◆ Aim of the task
Answer these from the profile of Pedro Vallana below:
(a) Where was he born?
(b) During which years did he manage Arenas Club de Getxo?
(c) What medal did he win at the 1920 Antwerp Olympic Games?

◆ Text provided
****************

Personal information
- Full name: Pedro Vicente Saturnino Vallana Jeanguenat
- Date of birth: 29 November 1897
- Place of birth: Getxo, Basque Country, Spain
- Date of death: 4 July 1980 (aged 82)
- Place of death: Montevideo, Uruguay
- Height: 1.73 m (5 ft 8 in)
- Position: Midfielder

Senior career*
- Years: Team / Apps / (Gls)
- 1916–1928: Arenas Club de Getxo

International career
- 1920–1923: Spain / 3 / (0)
- 1922–1924: Biscay / +4 / (0)

Managerial career
- 1928–1930: Arenas Club de Getxo
- 1936–1937: Basque Country national team

Medal record
Men's football
Representing
Olympic Games
| Silver medal – second place | 1920 Antwerp | Team competition |

= Pedro Vallana =

Spanish footballer (1897-1980)

****************

◆ Source data
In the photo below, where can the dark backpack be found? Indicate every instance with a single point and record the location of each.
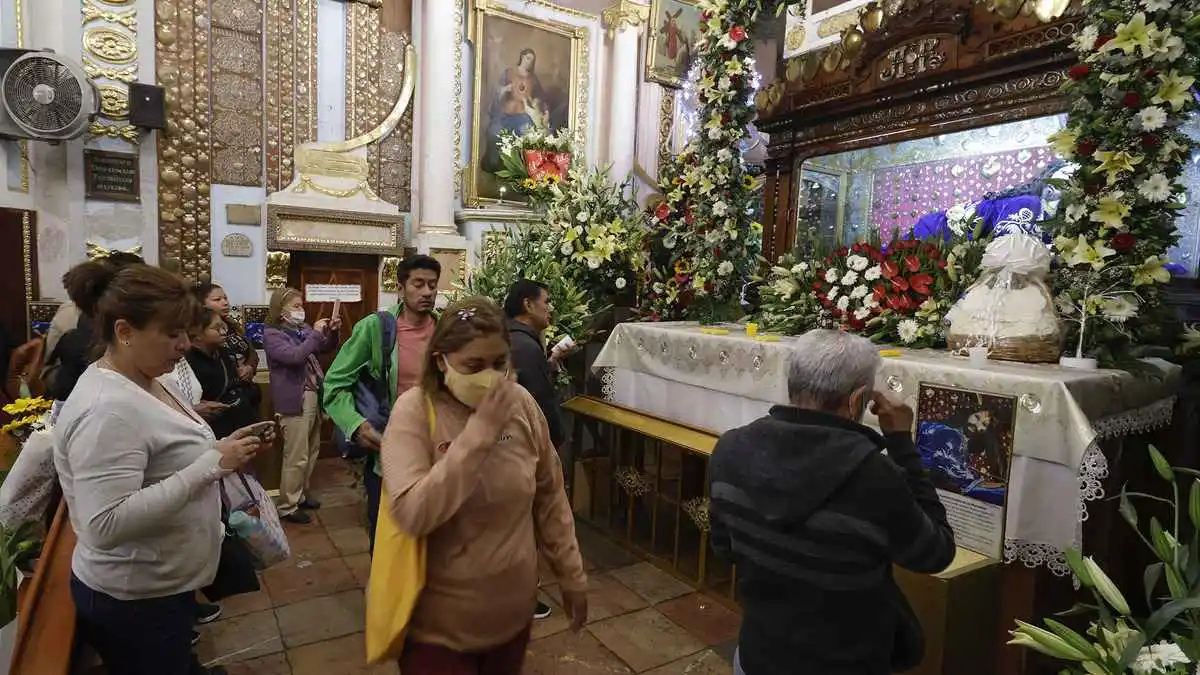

****************

◆ Output of the task
(a) Getxo, Basque Country, Spain
(b) 1928–1930
(c) Silver medal (second place)